DOCUMENT SECTION

Artfully demonstrates the linkage of American literary realism to the texts, myths, and resources of the American West

From Gold Rush romances to cowboy Westerns, from hard-boiled detective thrillers to nature writing, the American West has long been known mainly through hackneyed representations in popular genres. But a close look at the literary history of the West reveals a number of writers who claim that their works represent the “real” West. As Nicolas Witschi shows, writers as varied as Bret Harte, John Muir, Frank Norris, Mary Austin, and Raymond Chandler have used claims of textual realism to engage, replicate, or challenge commonly held assumptions about the West, while historically acknowledged realists like William Dean Howells and Mark Twain have often relied on genre-derived impressions about the region.

EXTRACTED RECORDS

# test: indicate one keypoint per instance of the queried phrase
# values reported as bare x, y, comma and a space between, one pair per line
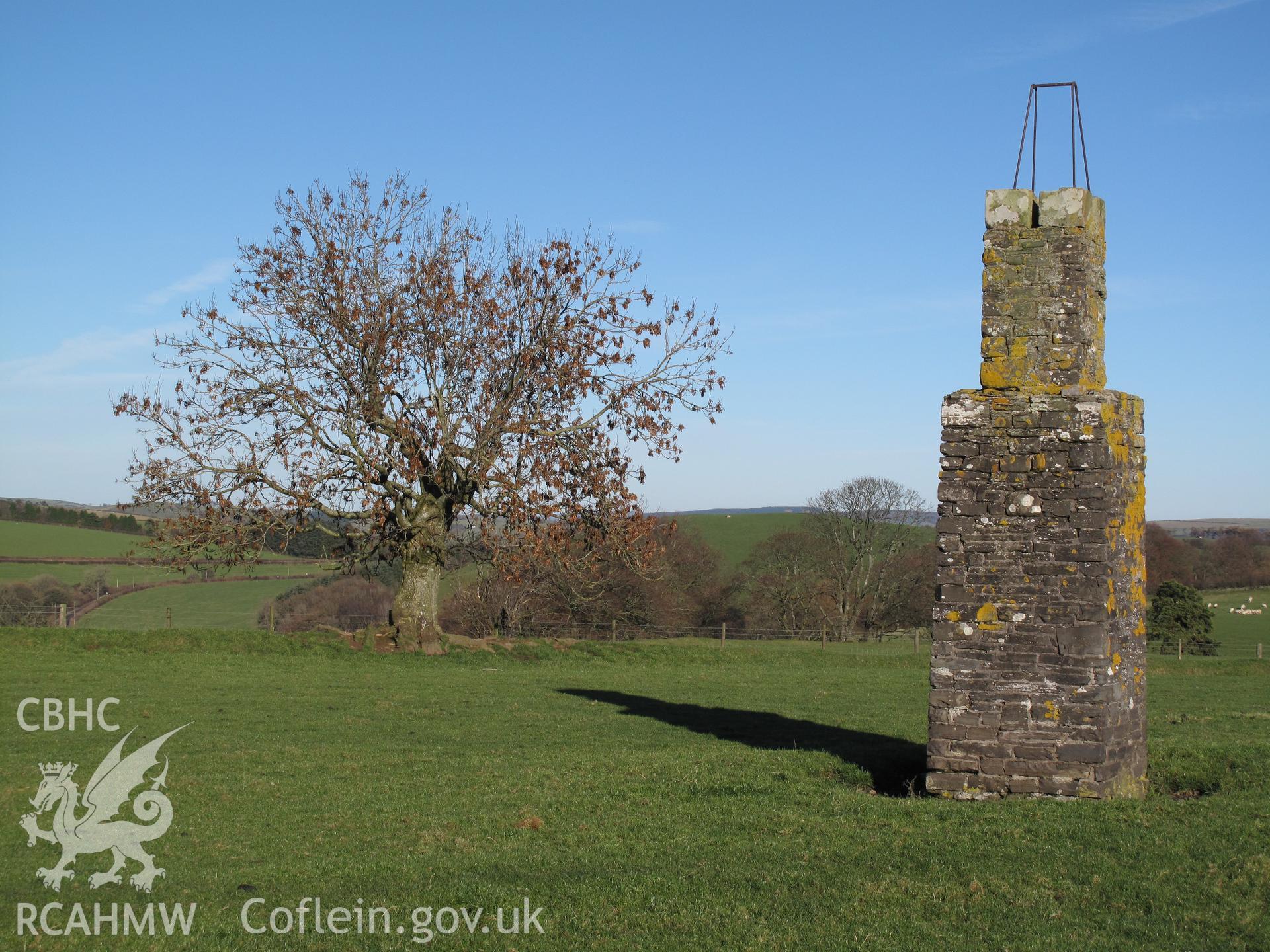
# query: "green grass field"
74, 573
1240, 634
736, 536
648, 796
31, 539
219, 604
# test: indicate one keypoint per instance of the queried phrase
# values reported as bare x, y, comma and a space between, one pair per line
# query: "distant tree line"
22, 510
34, 602
857, 568
1238, 559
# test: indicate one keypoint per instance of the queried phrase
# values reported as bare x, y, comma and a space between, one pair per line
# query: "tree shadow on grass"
894, 764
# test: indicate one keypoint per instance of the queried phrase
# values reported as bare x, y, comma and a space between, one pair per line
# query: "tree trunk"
414, 610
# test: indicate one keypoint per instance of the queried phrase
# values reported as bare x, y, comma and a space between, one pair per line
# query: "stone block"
1010, 207
1072, 208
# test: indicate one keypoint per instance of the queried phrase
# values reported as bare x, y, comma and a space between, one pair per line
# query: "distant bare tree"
863, 528
784, 583
389, 370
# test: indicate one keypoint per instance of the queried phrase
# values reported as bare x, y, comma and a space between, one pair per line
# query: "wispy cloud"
1161, 16
93, 358
211, 274
1133, 18
1214, 108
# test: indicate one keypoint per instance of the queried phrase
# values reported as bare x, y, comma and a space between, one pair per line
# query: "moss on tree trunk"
418, 600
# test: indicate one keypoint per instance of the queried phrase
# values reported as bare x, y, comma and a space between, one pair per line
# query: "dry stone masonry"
1038, 669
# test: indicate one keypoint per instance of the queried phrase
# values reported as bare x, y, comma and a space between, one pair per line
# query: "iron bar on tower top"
1078, 122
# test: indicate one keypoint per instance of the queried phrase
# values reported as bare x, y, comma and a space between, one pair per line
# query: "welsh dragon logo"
95, 830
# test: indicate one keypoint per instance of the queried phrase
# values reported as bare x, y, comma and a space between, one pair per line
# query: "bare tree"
784, 583
863, 527
386, 370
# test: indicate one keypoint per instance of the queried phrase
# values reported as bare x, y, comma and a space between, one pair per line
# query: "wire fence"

SHORT TASK 1
In the passage on realism and the American West, which two historically acknowledged realists are said to have relied on genre-derived impressions about the region?
SHORT TASK 2
Translate this sentence from the passage on realism and the American West into Spanish: "But a close look at the literary history of the West reveals a number of writers who claim that their works represent the “real” West."
SHORT TASK 3
Write the next part of the passage on realism and the American West, starting after its final sentence.
The entries come from a different source than the text.

WRITTEN REPLY 1
William Dean Howells and Mark Twain.

WRITTEN REPLY 2
Pero una mirada atenta a la historia literaria del Oeste revela a varios escritores que afirman que sus obras representan el Oeste «real».

WRITTEN REPLY 3
The familiar association of the West with nature and the “great outdoors” implies that life in the West affords an unambiguous relationship with an unalloyed, non-human, real nature. But through a combination of textual scholarship, genre criticism, and materialist cultural studies, Witschi complicates this notion of wide-open spaces and unfettered opportunity. The West has been the primary source of raw materials for American industrial and economic expansion, especially between the California Gold Rush and World War II, and Witschi argues that the writers he examines exist within the intersections of cultural and material modes of production. Realistic depictions of Western nature, he concludes, must rely on the representation of the extraction of material resources like minerals, water, and oil.

With its forays into ecocriticism and cultural studies, Traces of Gold will appeal to students and scholars of American literature, American studies, and western history.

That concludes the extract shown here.